Task inputs.
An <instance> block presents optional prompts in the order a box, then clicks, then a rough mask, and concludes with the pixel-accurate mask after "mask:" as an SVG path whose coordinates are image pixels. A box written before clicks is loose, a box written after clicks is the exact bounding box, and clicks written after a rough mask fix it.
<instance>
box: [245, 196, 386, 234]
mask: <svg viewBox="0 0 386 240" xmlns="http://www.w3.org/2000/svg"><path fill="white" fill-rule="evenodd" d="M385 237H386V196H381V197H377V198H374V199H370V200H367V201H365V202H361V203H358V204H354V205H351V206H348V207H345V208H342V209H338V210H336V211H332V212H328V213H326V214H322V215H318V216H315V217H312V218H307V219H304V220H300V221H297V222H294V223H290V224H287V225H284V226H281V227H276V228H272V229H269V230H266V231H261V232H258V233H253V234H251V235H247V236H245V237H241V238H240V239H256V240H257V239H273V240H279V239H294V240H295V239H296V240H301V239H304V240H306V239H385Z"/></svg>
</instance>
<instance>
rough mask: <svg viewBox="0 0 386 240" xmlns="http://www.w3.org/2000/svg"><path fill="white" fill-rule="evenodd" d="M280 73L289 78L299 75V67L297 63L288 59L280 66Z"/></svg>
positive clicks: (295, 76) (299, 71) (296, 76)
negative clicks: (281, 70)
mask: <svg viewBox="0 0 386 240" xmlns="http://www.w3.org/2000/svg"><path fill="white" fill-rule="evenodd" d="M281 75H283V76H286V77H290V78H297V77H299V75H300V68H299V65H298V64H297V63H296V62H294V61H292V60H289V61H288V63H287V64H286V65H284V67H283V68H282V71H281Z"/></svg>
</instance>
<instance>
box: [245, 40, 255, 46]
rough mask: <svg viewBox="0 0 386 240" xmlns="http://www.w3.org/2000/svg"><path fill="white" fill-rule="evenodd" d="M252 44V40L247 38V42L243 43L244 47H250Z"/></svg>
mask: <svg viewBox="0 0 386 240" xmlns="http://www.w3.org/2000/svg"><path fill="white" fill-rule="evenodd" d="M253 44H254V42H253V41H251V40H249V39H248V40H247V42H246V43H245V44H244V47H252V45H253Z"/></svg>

Task prompt.
Write out the lines from the one containing "negative clicks: (281, 70)" through the last line of the records above. Include both of those lines and nothing else.

Exercise response.
negative clicks: (281, 70)
mask: <svg viewBox="0 0 386 240" xmlns="http://www.w3.org/2000/svg"><path fill="white" fill-rule="evenodd" d="M281 75H283V76H286V77H290V78H297V77H299V75H300V68H299V65H298V64H297V63H296V62H294V61H292V60H289V61H288V63H287V64H286V65H284V67H283V68H282V71H281Z"/></svg>
</instance>
<instance>
box: [245, 40, 255, 46]
rough mask: <svg viewBox="0 0 386 240" xmlns="http://www.w3.org/2000/svg"><path fill="white" fill-rule="evenodd" d="M252 44V40L247 38V42L243 43L244 47H250Z"/></svg>
mask: <svg viewBox="0 0 386 240" xmlns="http://www.w3.org/2000/svg"><path fill="white" fill-rule="evenodd" d="M253 44H254V42H253V41H251V40H249V39H248V40H247V42H246V43H245V44H244V47H252V45H253Z"/></svg>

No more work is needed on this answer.